**Job:** Output each line of the records below as a JSON list of strings with one string per line, leaving out any blank lines.

## Start Raw data

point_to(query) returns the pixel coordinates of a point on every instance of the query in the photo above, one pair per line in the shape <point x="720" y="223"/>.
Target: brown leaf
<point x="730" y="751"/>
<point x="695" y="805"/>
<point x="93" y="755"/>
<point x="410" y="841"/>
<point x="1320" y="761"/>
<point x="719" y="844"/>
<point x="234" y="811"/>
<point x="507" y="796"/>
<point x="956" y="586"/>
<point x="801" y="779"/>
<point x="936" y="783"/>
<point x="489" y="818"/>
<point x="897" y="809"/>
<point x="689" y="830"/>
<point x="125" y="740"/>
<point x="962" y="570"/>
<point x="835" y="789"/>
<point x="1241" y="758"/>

## End Raw data

**Task response:**
[
  "point_to(query) returns the pixel coordinates of a point on every instance of the query in the photo above, one pair per line in the shape <point x=\"720\" y=\"223\"/>.",
  "Target: brown leaf",
  "<point x=\"730\" y=\"751\"/>",
  "<point x=\"695\" y=\"805\"/>",
  "<point x=\"93\" y=\"755\"/>",
  "<point x=\"410\" y=\"841\"/>",
  "<point x=\"1320\" y=\"761\"/>",
  "<point x=\"719\" y=\"844\"/>",
  "<point x=\"234\" y=\"811\"/>",
  "<point x=\"507\" y=\"796\"/>",
  "<point x=\"956\" y=\"586\"/>",
  "<point x=\"801\" y=\"779\"/>",
  "<point x=\"936\" y=\"783\"/>",
  "<point x=\"489\" y=\"818\"/>",
  "<point x=\"897\" y=\"809\"/>",
  "<point x=\"689\" y=\"830\"/>",
  "<point x=\"125\" y=\"740\"/>",
  "<point x=\"962\" y=\"570\"/>",
  "<point x=\"835\" y=\"789\"/>",
  "<point x=\"1241\" y=\"758\"/>"
]